Direction
Print the entries below exactly as they are, from the line containing "Where can the girl" up to and including the line containing "[[295, 114]]".

Data records
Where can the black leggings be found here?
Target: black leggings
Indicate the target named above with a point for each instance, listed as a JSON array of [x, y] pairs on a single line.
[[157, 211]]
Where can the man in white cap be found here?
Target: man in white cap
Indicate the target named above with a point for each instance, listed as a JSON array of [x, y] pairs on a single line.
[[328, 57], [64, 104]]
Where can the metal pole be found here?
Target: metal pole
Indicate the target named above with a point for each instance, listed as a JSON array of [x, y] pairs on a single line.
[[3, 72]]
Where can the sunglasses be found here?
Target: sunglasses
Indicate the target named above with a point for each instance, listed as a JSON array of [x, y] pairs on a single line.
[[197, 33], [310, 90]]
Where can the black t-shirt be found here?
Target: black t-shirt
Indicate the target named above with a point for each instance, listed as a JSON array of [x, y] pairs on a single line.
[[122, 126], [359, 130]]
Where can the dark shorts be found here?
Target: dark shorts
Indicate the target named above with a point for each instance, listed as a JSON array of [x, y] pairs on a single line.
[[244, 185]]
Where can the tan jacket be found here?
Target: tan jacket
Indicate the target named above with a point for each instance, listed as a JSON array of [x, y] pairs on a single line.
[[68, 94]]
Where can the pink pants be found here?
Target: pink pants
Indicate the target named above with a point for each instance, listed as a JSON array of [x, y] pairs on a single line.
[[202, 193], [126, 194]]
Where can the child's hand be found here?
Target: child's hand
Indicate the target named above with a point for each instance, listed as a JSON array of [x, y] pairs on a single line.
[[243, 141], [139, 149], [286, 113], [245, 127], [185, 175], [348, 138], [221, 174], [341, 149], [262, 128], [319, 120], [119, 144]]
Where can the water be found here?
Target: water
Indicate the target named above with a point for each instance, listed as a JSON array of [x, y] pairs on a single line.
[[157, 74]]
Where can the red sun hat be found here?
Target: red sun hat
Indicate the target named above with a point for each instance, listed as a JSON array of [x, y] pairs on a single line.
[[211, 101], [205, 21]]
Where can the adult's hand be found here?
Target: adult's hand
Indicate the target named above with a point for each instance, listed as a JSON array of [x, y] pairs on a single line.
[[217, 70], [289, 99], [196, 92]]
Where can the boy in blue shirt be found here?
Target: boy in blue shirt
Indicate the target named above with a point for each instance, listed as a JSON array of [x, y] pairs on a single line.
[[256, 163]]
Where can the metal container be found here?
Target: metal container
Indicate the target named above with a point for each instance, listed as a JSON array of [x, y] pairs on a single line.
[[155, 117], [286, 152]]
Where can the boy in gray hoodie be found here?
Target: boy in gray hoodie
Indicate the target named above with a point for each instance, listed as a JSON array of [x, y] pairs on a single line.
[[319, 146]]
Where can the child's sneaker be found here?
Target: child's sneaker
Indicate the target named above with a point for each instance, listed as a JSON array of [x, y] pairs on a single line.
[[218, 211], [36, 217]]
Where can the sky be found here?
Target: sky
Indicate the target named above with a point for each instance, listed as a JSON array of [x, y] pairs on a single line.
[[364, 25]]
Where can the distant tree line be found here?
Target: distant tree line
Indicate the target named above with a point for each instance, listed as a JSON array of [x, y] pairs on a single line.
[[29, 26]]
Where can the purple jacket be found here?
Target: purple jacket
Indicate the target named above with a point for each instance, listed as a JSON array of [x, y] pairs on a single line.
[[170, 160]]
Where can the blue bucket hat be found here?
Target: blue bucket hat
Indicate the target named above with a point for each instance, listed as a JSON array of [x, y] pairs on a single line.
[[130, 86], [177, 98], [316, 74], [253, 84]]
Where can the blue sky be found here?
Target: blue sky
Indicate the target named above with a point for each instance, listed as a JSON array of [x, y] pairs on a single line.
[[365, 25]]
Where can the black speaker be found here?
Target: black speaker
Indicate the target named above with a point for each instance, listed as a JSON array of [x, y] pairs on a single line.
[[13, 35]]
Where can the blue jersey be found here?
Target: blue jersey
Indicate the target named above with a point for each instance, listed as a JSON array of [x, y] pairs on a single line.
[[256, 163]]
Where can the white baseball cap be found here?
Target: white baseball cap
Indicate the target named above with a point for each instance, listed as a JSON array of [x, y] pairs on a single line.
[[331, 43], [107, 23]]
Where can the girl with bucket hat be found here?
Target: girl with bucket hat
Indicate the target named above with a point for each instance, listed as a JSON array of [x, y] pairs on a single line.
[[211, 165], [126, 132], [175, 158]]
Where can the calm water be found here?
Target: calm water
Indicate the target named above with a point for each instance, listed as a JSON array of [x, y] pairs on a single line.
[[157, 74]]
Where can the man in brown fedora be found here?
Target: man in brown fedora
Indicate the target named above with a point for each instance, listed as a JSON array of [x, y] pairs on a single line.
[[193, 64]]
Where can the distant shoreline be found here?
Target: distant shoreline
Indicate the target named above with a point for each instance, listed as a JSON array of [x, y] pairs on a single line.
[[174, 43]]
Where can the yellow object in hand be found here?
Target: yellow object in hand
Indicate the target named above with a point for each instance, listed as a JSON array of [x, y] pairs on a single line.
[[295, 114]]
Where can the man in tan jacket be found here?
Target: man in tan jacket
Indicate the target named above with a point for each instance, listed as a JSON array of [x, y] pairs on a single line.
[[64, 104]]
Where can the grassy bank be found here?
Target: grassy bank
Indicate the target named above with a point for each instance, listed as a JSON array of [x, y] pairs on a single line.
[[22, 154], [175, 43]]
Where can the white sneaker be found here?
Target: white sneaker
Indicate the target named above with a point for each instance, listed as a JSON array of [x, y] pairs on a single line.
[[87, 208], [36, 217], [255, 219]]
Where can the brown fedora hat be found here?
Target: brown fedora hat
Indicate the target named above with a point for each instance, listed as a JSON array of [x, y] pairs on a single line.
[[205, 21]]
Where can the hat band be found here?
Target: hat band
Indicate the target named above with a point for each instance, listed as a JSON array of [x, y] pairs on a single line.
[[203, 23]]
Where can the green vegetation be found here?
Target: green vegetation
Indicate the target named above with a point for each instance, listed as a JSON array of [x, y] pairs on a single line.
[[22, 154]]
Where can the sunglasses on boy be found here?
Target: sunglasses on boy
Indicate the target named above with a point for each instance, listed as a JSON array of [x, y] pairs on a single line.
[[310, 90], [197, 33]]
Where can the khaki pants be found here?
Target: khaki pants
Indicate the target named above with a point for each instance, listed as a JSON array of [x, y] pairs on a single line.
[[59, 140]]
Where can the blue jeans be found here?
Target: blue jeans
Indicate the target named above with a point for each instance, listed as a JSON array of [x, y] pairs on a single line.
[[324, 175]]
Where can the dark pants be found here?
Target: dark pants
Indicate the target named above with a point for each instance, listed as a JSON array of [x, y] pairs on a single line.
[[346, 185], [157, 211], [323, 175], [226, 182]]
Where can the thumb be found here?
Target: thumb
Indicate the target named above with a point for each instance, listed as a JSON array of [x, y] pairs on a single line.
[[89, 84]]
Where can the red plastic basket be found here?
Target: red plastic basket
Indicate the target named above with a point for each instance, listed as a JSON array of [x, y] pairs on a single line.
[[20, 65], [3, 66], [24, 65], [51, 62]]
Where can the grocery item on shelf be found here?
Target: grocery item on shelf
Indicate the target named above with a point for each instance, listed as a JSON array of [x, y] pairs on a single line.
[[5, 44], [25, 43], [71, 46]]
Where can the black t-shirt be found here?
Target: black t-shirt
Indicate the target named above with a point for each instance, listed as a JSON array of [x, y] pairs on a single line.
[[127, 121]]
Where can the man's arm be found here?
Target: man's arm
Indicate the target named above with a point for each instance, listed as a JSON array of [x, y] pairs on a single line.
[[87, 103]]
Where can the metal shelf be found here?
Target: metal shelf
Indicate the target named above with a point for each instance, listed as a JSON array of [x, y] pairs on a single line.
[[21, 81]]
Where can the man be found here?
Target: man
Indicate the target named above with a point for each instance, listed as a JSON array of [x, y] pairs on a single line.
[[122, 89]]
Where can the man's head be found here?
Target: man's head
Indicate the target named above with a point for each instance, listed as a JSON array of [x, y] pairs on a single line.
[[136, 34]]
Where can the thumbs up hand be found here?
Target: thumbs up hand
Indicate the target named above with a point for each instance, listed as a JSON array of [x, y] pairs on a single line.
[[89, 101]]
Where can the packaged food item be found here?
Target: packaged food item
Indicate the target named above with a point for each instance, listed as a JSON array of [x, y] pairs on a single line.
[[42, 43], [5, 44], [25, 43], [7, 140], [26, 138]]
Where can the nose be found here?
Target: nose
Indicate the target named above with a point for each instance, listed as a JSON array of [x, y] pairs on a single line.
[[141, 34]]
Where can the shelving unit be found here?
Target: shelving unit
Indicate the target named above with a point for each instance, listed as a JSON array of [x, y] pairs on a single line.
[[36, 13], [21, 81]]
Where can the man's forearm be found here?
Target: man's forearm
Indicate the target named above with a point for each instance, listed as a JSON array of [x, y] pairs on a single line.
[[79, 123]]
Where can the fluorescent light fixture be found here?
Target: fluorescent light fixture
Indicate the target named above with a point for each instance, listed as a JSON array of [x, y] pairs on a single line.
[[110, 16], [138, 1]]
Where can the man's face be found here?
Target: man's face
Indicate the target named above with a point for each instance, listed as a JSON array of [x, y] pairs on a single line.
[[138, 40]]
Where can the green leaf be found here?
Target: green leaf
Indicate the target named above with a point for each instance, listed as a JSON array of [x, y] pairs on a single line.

Task output
Where can the girl with bucket hat be found here?
Target: girl with bucket hat
Indicate the target named above with a point for each instance, listed as a JSON array of [x, y] pairs on a single line.
[[211, 165], [126, 132], [175, 158]]
Where can the calm water be found here?
Target: calm water
Indicate the target named above with a point for each instance, listed as a JSON array of [x, y] pairs on a single line.
[[157, 74]]
Where can the man in brown fedora be found here?
Target: man in brown fedora
Indicate the target named above with a point for each instance, listed as a JSON array of [x, y] pairs on a single line.
[[193, 64]]
Where can the distant shoreline be found here?
Target: distant shoreline
Indicate the target named above with a point for each instance, listed as a JSON array of [x, y] pairs on a single line.
[[174, 43]]
Where can the yellow object in hand be found here?
Target: yellow object in hand
Indicate the target named above with a point for each instance, listed as a JSON array of [x, y] pairs on a single line.
[[295, 114]]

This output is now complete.